**Text under study:**
MEMORANDUM
Paul Fallon (“Fallon”) opposes vaccines, believing that their benefits are exaggerated and risks minimized. He questions specifically the efficacy of vaccines for influenza as well as the stated number of flu-related deaths and hospitalizations annually in the United States. Fallon was fired by Mercy Catholic Medical Center (“Mercy”)
Fallon now sues Mercy for religious discrimination under Title VII of the Civil Rights Act of 1964 (“Title VII” or “the Act”), 42 U.S.C. Section 2000e et seq., and wrongful termination in violation of Pennsylvania public policy. Mercy moves to dismiss the complaint. While Fallon articulates numerous reasons for his unwillingness to be vaccinated, none of them are grounded in a sincere religious belief required to state a claim under Title VII. In addition, there is no public policy exception of the type Fallon seeks to the at-will employment doctrine in Pennsylvania. The Court grants Mercy’s motion.
I.
Mercy hired Fallon in 1994 as a Psychiatric Crisis Intake Worker. (Compl. ¶ 6, ECF No. 1.) Beginning in 2012 Mercy required its employees to “either obtain a flu vaccination or submit an exemption form to obtain a medical or religious exemption.” (Id. ¶ 7.) Those who were granted an exemption had to wear a mask. (Id.) In 2012 and 2013 Fallon sought exemptions “on the basis of a strong moral or ethical conviction similar to a religious belief.” (Id. ¶ 8.) In each of those years Fal-lon provided Mercy with his lengthy essay “explaining his sincerely held moral and ethical convictions.” (Id.) Mercy granted Fallon exemptions in both 2012 and 2013 and he accordingly wore a mask “during those flu seasons.” (Id. ¶ 9.)
Fallon applied for an exemption again in 2014 but was denied. (Id. ¶ 10.) On December 4, 2014 Chief Human.Resources Officer John Cigler (“Cigler”) told Fallon that Mercy changed its policy regarding exemptions. (Id. ¶ 11.) Cigler told Fallon that he needed to “provide a . letter on official clergy letterhead supporting his exemption request.” (Id.) Mercy gave Fallon an official warning on December 7, 2014 after he failed to obtain a flu vaccination or approved exemption. (Id. ¶ 13.)

**Activity:**
According to the memorandum, in what year did Mercy hire Fallon, and for what position?

**Natural-language object grounding records:**

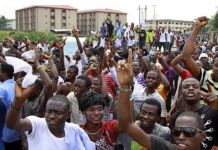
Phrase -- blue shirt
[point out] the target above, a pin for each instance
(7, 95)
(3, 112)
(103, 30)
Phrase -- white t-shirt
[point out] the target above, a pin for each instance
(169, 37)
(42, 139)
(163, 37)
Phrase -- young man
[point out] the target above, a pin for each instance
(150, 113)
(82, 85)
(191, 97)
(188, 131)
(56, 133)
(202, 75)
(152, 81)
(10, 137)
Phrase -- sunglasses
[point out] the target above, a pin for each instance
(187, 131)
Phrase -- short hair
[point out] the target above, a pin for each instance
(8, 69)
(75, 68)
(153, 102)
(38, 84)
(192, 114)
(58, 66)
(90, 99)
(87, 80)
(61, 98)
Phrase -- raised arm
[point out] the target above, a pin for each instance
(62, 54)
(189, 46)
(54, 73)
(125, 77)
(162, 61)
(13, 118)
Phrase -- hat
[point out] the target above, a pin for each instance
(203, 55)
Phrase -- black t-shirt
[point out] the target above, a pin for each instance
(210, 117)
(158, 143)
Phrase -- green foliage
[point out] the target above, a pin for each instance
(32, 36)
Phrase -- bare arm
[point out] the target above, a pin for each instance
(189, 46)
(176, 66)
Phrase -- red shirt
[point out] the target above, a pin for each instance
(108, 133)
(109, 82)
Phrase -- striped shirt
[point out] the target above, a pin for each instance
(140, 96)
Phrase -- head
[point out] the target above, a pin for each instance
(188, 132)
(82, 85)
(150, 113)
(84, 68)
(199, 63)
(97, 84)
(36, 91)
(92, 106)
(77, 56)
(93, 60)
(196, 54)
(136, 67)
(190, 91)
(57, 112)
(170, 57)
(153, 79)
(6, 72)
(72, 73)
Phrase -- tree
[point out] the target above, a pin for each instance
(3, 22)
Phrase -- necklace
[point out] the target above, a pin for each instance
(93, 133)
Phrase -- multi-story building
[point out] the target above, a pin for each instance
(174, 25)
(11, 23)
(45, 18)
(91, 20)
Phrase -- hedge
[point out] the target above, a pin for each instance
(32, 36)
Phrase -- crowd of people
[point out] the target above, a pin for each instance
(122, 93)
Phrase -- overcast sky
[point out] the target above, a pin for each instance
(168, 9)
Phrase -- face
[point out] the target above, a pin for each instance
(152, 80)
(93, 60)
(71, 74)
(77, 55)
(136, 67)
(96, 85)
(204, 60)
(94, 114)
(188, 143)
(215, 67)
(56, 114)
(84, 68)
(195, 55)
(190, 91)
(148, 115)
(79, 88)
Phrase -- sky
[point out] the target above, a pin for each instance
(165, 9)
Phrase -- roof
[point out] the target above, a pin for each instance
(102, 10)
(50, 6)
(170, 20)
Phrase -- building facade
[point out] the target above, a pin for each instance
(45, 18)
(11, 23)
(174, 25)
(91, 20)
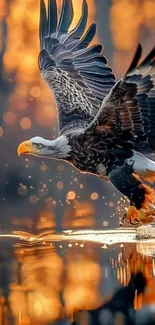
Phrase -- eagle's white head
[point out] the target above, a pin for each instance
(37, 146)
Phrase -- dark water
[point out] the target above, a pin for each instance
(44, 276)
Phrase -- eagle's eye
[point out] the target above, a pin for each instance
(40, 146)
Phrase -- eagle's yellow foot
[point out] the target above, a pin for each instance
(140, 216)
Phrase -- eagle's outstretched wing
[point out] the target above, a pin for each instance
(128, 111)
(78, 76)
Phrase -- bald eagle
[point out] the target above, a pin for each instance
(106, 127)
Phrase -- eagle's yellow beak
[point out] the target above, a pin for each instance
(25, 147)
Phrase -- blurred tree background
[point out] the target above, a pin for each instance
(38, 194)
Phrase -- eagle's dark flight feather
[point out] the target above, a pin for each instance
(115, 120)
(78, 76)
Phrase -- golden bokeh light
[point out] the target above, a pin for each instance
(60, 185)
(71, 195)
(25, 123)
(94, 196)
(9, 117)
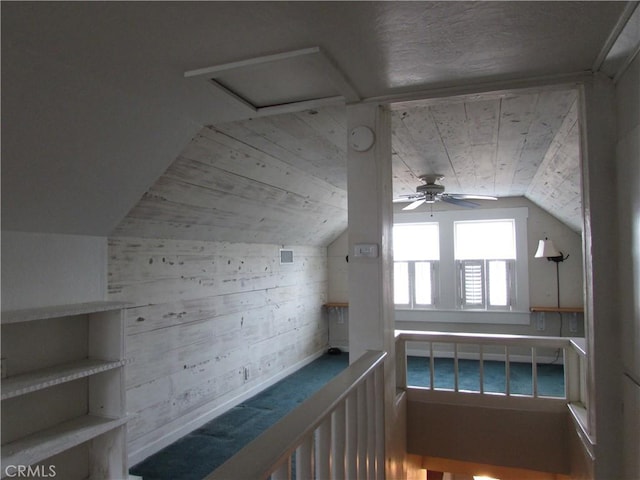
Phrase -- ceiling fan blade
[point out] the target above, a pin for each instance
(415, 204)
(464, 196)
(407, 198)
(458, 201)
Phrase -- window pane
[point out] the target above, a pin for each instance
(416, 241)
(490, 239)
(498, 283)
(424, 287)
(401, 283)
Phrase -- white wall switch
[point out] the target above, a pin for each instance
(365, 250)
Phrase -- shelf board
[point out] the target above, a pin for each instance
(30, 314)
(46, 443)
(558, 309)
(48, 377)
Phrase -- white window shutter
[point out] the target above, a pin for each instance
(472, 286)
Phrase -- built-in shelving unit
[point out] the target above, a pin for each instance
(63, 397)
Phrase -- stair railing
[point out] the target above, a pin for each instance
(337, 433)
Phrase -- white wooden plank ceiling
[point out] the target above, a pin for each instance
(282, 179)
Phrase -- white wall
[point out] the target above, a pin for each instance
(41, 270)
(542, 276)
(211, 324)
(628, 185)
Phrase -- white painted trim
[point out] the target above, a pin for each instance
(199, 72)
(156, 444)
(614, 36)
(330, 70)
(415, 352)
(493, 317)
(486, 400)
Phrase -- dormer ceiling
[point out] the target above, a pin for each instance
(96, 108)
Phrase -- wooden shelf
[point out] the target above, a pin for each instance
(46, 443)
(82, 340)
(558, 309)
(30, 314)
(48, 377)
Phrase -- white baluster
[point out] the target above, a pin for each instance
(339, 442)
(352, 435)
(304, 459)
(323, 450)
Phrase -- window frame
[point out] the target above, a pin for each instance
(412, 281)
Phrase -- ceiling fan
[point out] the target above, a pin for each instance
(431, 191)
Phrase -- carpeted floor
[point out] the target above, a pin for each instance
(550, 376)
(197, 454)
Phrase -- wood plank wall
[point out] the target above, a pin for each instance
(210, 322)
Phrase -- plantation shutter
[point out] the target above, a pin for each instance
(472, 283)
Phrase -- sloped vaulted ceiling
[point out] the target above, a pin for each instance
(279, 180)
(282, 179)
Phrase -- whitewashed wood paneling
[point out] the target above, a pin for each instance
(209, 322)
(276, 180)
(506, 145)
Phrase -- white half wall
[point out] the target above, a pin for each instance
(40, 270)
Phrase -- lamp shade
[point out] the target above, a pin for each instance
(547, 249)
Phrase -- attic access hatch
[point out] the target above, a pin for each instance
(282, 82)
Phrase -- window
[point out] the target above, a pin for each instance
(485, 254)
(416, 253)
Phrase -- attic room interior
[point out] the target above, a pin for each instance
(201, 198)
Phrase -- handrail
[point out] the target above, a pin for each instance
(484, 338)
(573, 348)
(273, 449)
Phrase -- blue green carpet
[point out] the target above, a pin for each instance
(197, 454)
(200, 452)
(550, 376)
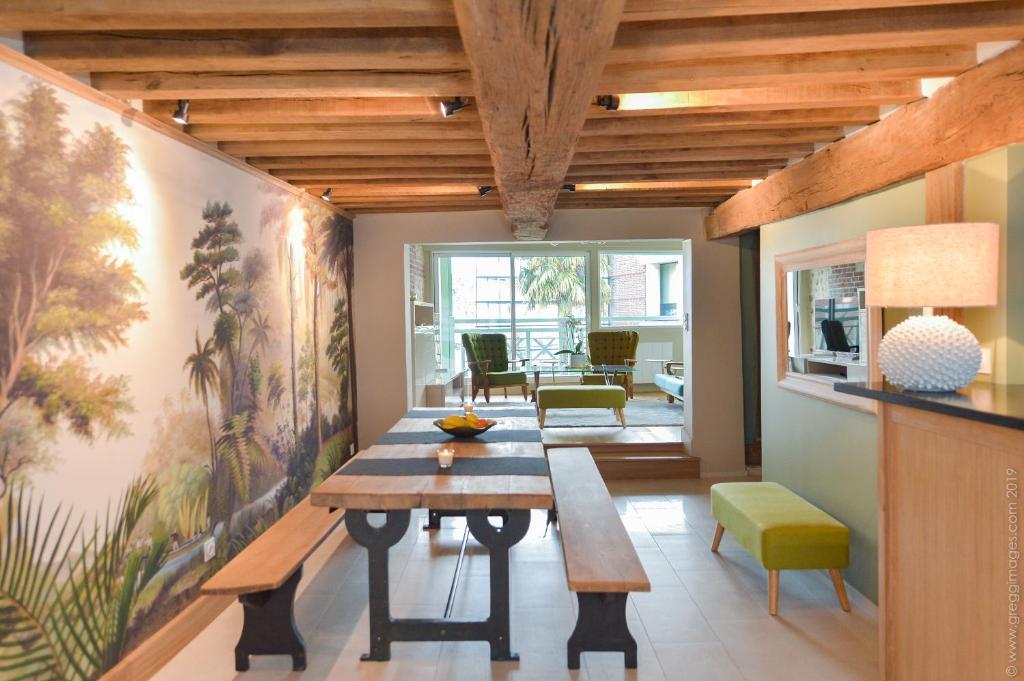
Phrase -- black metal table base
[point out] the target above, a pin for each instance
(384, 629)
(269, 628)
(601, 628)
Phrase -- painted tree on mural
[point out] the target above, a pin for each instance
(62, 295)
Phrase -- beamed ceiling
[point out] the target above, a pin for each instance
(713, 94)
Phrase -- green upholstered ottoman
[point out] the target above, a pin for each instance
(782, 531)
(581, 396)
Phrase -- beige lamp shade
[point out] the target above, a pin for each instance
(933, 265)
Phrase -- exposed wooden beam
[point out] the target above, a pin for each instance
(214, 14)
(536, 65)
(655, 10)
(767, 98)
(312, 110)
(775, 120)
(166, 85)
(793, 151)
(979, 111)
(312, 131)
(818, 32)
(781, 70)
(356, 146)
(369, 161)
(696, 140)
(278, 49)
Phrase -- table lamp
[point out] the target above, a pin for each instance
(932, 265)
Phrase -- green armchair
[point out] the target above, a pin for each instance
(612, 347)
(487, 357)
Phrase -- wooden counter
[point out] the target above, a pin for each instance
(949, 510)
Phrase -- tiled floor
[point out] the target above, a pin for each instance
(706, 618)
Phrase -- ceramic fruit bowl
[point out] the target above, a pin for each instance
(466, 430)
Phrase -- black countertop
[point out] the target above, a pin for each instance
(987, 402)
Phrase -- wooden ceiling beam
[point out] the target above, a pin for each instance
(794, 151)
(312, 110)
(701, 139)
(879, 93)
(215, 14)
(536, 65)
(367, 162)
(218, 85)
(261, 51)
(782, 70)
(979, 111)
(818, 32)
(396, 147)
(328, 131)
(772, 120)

**Answer box:**
In 1994, as a Psychiatric Crisis Intake Worker.